Rescale the stretch from the start of the data through the line that contains "[534,0,564,77]", copying every line, requests included, and multiplying each bounding box coordinate by 1.05, rounded to whole numbers with halves rounded up. Leave the pictures out of your answer.

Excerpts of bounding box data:
■ ■ ■ ■
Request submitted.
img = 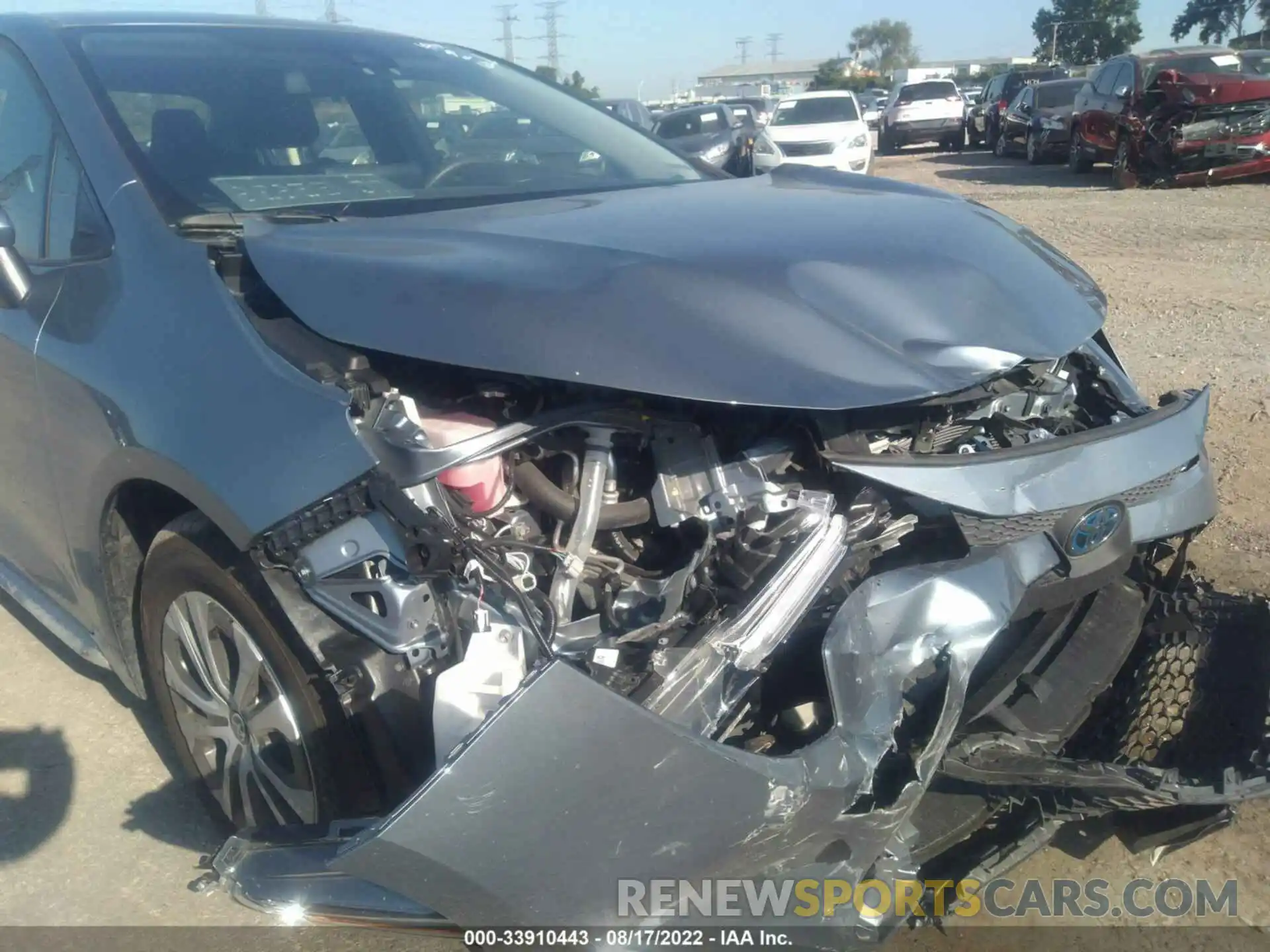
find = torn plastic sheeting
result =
[333,537,1056,926]
[1177,109,1270,143]
[943,734,1270,806]
[644,516,847,736]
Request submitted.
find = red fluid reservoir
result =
[419,407,507,513]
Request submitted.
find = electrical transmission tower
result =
[494,4,521,62]
[534,0,564,77]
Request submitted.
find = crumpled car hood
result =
[1158,70,1270,105]
[244,167,1105,410]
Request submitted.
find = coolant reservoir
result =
[419,407,505,513]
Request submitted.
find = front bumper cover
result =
[216,393,1270,944]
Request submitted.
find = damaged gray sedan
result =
[0,9,1270,949]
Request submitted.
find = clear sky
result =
[20,0,1224,98]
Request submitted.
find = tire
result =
[1027,130,1045,165]
[1067,126,1093,175]
[1111,132,1138,192]
[141,513,368,828]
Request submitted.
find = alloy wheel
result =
[163,592,318,826]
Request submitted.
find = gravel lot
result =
[0,150,1270,948]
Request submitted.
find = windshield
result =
[1037,80,1085,109]
[772,97,860,126]
[654,108,729,138]
[1143,54,1244,87]
[896,81,958,105]
[69,26,704,219]
[1241,51,1270,76]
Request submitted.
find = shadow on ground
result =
[0,727,75,863]
[0,592,225,862]
[922,152,1111,189]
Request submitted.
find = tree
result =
[533,66,599,99]
[1033,0,1142,63]
[564,70,599,99]
[851,19,918,76]
[1169,0,1254,43]
[808,57,847,90]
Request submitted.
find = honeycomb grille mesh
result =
[954,472,1177,547]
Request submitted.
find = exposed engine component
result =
[257,341,1163,781]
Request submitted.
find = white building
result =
[896,56,1037,83]
[697,56,833,97]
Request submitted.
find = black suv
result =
[966,65,1072,149]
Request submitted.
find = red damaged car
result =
[1068,47,1270,188]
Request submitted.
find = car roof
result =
[1143,44,1238,58]
[780,89,855,103]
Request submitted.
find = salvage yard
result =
[0,149,1270,948]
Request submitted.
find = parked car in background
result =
[856,94,881,130]
[753,128,785,175]
[719,97,775,128]
[1067,47,1255,184]
[1068,47,1270,188]
[595,99,653,130]
[878,80,965,152]
[1240,50,1270,76]
[968,65,1072,150]
[653,103,753,175]
[0,13,1254,948]
[766,89,872,174]
[993,79,1085,165]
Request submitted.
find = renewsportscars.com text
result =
[617,877,1238,924]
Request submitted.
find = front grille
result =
[954,472,1177,546]
[781,142,835,156]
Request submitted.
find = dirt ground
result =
[0,150,1270,949]
[875,149,1270,948]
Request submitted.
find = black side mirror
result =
[0,208,30,309]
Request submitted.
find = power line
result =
[767,33,785,63]
[494,4,521,62]
[533,0,564,76]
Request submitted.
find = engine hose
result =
[516,462,653,530]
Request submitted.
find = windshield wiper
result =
[175,208,339,235]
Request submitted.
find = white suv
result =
[763,89,872,175]
[878,80,965,152]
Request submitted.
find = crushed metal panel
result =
[335,661,805,924]
[833,389,1209,516]
[333,536,1056,927]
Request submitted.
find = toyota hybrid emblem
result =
[1064,502,1124,556]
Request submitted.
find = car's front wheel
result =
■ ■ ■ ■
* [CORRECT OUTPUT]
Request submitted.
img = 
find = torn plastic sheeting
result =
[350,564,1109,972]
[1236,114,1334,150]
[990,771,1334,846]
[676,542,889,773]
Request submitted.
find = red fluid reservoir
result =
[440,427,532,539]
Request submitted.
find = electrical transmission tower
result =
[519,4,547,65]
[561,0,592,81]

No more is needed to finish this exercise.